It was a beautiful day last Sunday to hold a family reunion, so it’s lucky that’s what my clan was up to.

From 11 a.m. to 3 p.m. around 55 members of the related Lantz and Stoner families got together to chat and have a wonderful potluck dinner, just as they’ve been doing for the last 90 years. The first reunion was held in 1927 at my great-grandparents’ former farm—at the time it was worked by one of their sons—and 127 relatives showed up for the fun. We’ve met every summer since at various places. Although the place has changed from time to time, the reunion’s been held on the second Sunday in August since 1936.

Although there’s only one active farming family in the clan these days, there were some retired farmers in the crowd Sunday.

When the reunion got started, farmers predominated. And, in fact, that first reunion was held “the Sunday after the plowing match,” the minutes of the meeting state. Which plowing match? The Wheatland Plowing Match, of course. And what’s a plowing match? Well, there’s a story there.

The Lantz and Stoner families are both of good Pennsylvania Dutch stock. Baltzer Lantz arrived in 1752 and eventually settled in Lancaster in southeast Pennsylvania. A mason by trade, he helped build forts during the French and Indian War and founded a family that would go on to spread west, first to the tallgrass prairies in Illinois, then to the shortgrass Kansas plains, and finally all the way to the Pacific shore.
------------------------------------------------
Work instructions → Rewrite the part of the family reunion text starting at "Although there’s only" and ending at "a story there.", changing "farmers" to "growers". The lines have no connection to the family reunion text.

Given material →
------------------------------------------------
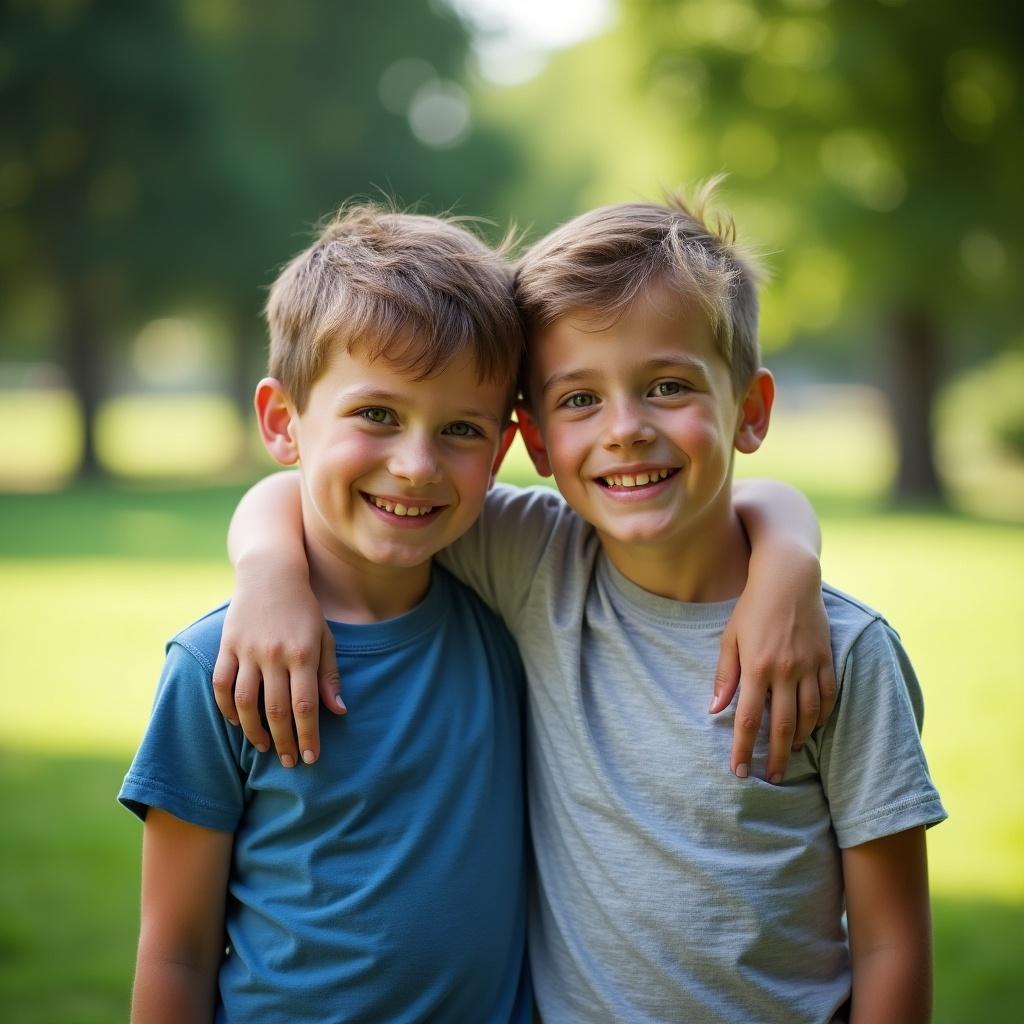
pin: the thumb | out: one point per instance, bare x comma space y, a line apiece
328, 680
------------------------------------------------
Answer to this exercise →
Although there’s only one active farming family in the clan these days, there were some retired growers in the crowd Sunday.

When the reunion got started, growers predominated. And, in fact, that first reunion was held “the Sunday after the plowing match,” the minutes of the meeting state. Which plowing match? The Wheatland Plowing Match, of course. And what’s a plowing match? Well, there’s a story there.